# Start of TEXT SECTION

The object, in fact, is still considered "unidentified," and as far as is known has never been identified or cleared up by the Air Force to this day.

But the speaker in Denver cleared it up to the satisfaction of many. He first prepared his hearers by explaining that members of his group had been engaged in government research since 1942. At least 1,700 scientists were involved in top secret projects. They had worked together for five years and had found out more about magnetism in those five years than the whole world had been able to do in centuries previous.

They had come to the conclusion that everything existing owed its shape and being to magnetic lines of force. He explained there are 1,257 magnetic lines of force to the square centimeter. That is to say, to about a half inch.

Around certain areas of this earth are places known to have magnetic fault zones. Here blow-outs occur, similar to the perpetual eddying of the waters around Cape Hatteras. On this continent areas around the states of Oregon and New Mexico are known to have these sorts of faults.

If the saucers fly on these magnetic waves and have an intelligence operating them (like ours or even superior to ours) it follows that they would show a curiosity about areas that were troublesome. Also atomic explosions might disturb magnetic lines of force and certainly be not unknown to their instruments.

This could explain their frequent appearances over areas like the White Sands Proving Ground. Since the air is so much clearer in Wyoming, Colorado, Arizona, New Mexico, and Texas it obviously is easier for land-based observers to spot them.

Much of the magic, the scientist explained, which has baffled both trained and untrained observers, is not magic at all. A good deal of what is claimed to have happened to ships in the air, such as disintegration, suspension for a period of time, immobilization of their instrument boards, and such can be duplicated in the laboratory. Mantell's plane and every portion of his plane from the motor to the tips of the wings hung together by reason of magnetic frequency. This was true of even Mantell himself. Therefore all that a flying saucer had to do to disintegrate Mantell's plane, the lecturer revealed, was to demagnetize it.

No two lines have ever been known to cross each other naturally. If forced to do so, or if crossed by "accident" you get disintegration and fire.

Anybody who could create such a magnetic disturbance could wipe out every living thing on this earth in a second.

This, then was the magnetic research scientist's explanation as to what happened to Captain Mantell and his ship. The captain was proving a source of annoyance in his pursuit of a magnetically controlled flying saucer. A button was pushed and Mantell and his plane were no more.

Another thing the speaker pointed out that should have been of more durable interest was that the water on the flying saucer was almost twice as heavy as our drinking water. It was carried in two small containers and was very similar in fact to the heavy water the Nazis wanted so badly from Norway in their haste to be the first to make an atomic bomb.

The little wafers, apparently the food supply, were so condensed that when one was put in a gallon of water it swelled up and overflowed. It was fed to guinea pigs and they thrived on it.

# End of TEXT SECTION
# Start of MATERIAL PROVIDED

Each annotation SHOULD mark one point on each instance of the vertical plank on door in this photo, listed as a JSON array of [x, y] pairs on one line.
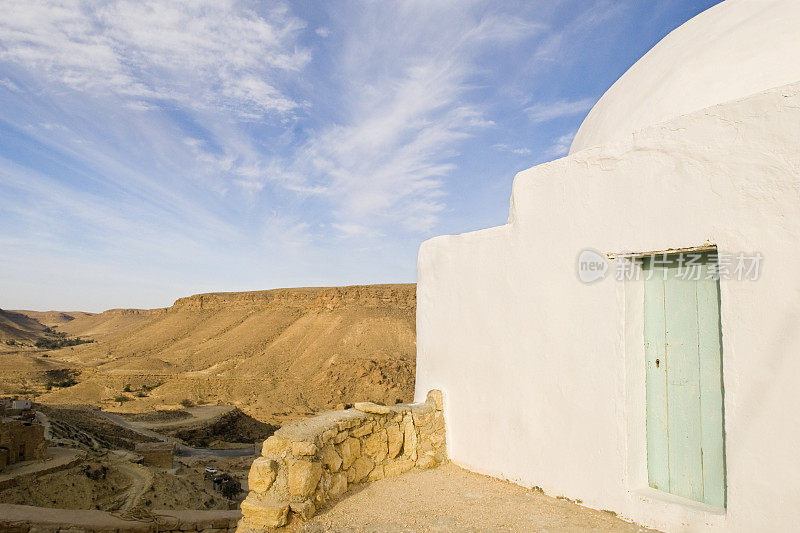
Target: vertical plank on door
[[656, 378], [711, 389], [683, 387]]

# End of MATERIAL PROVIDED

GOALS:
A - Decide whether each statement below agrees with the passage about the Denver speaker. For each, answer yes or no and quote the deciding words. (i) The speaker said members of his group had done government research since 1942. (ii) The speaker said there are 1,700 magnetic lines of force to the square centimeter. (iii) The water on the flying saucer was described as about half as heavy as ordinary drinking water.
B - Go on with the passage about the Denver speaker, picking up after its final sentence.

OUTPUTS:
A -
(i) Yes: "members of his group had been engaged in government research since 1942."
(ii) No: "there are 1,257 magnetic lines of force to the square centimeter."
(iii) No: "the water on the flying saucer was almost twice as heavy as our drinking water."

B -
From the outside the whole cabin of the first flying saucer examined seemed hermetically sealed and if it had not been for that break in one of the portholes the researchers might have spent months getting into the ship. But from the inside there was a visible knob in the wall and on the knob was another smaller knob. When the smallest knob was pushed the door flew open, but once it was shut again it was impossible to see the door from the outside.

It had not yet been determined what the two materials found on the ship were. Heat had not been able to melt one down, not even up to 10,000 degrees. It was strong, it was light. A dozen men could stand on it and not dent it; two men could raise up one end of the ship, it was that light.

More than 150 experiments had been tried to break down the gear structure of the ship, with no success. It was hard and of a ratio different from the Swedish system which we employ. Instead of being three to five it was three to six, giving no allowance for lubrication or play or wear or expansion under heat. The speaker said that one ship had defied all effort to get inside of it, despite the use of $35,000 worth of diamond drills.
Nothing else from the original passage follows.